Google Wants To Extend Your Life

What's the best way to keep your customers coming back for more? Keep them alive for a long time. Google is seemingly securing its Android user base for the long haul by establishing Calico, a new company focused on extending human life.

"Illness and aging affect all our families," said Google CEO Larry Page. "With some longer term, moonshot thinking around healthcare and biotechnology, I believe we can improve millions of lives. It's impossible to imagine anyone better than Art -- one of the leading scientists, entrepreneurs and CEOs of our generation -- to take this new venture forward."

Page is referring to Calico's new CEO and founding investor Arthur Levinson, who will remain Chairman of Genentech and a director of Hoffmann-La Roche, as well as Chairman of Apple. Calico will be established in the Bay Area, not far from Google's headquarters.

"I've devoted much of my life to science and technology, with the goal of improving human health," Levinson said. "Larry's focus on outsized improvements has inspired me, and I'm tremendously excited about what's next."

Sources told TIME Magazine that Google is keeping its plans highly secretive, but will likely start with a small number of employees and initially focus on new technologies. The company is expected to use its data-processing resources to investigate age-related maladies and speed up the process from idea to solution that currently slows down the healthcare system.

"Are people really focused on the right things? One of the things I thought was amazing is that if you solve cancer, you'd add about three years to people's average life expectancy," Page told TIME. "We think of solving cancer as this huge thing that'll totally change the world. But when you really take a step back and look at it, yeah, there are many, many tragic cases of cancer, and it's very, very sad, but in the aggregate, it's not as big an advance as you might think."

GIVEN DATA »
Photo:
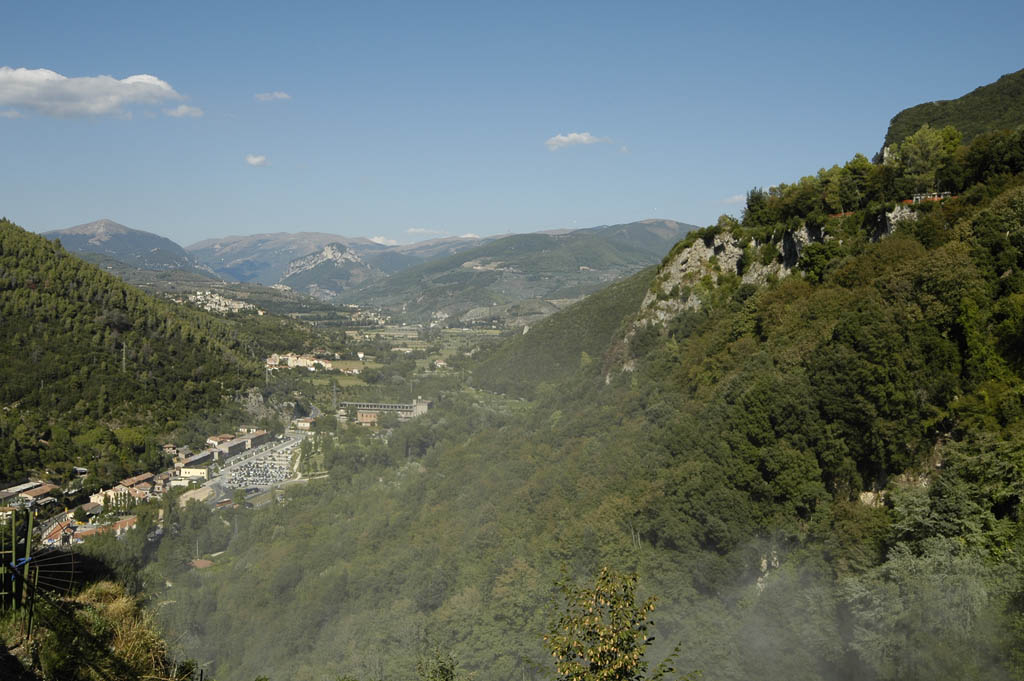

WHAT IS BEING ASKED »
Reproduce, word for word, the passage of the Calico article starting at "What's the best" and ending at "from Google's headquarters.".

ANSWER BOX »
What's the best way to keep your customers coming back for more? Keep them alive for a long time. Google is seemingly securing its Android user base for the long haul by establishing Calico, a new company focused on extending human life.

"Illness and aging affect all our families," said Google CEO Larry Page. "With some longer term, moonshot thinking around healthcare and biotechnology, I believe we can improve millions of lives. It's impossible to imagine anyone better than Art -- one of the leading scientists, entrepreneurs and CEOs of our generation -- to take this new venture forward."

Page is referring to Calico's new CEO and founding investor Arthur Levinson, who will remain Chairman of Genentech and a director of Hoffmann-La Roche, as well as Chairman of Apple. Calico will be established in the Bay Area, not far from Google's headquarters.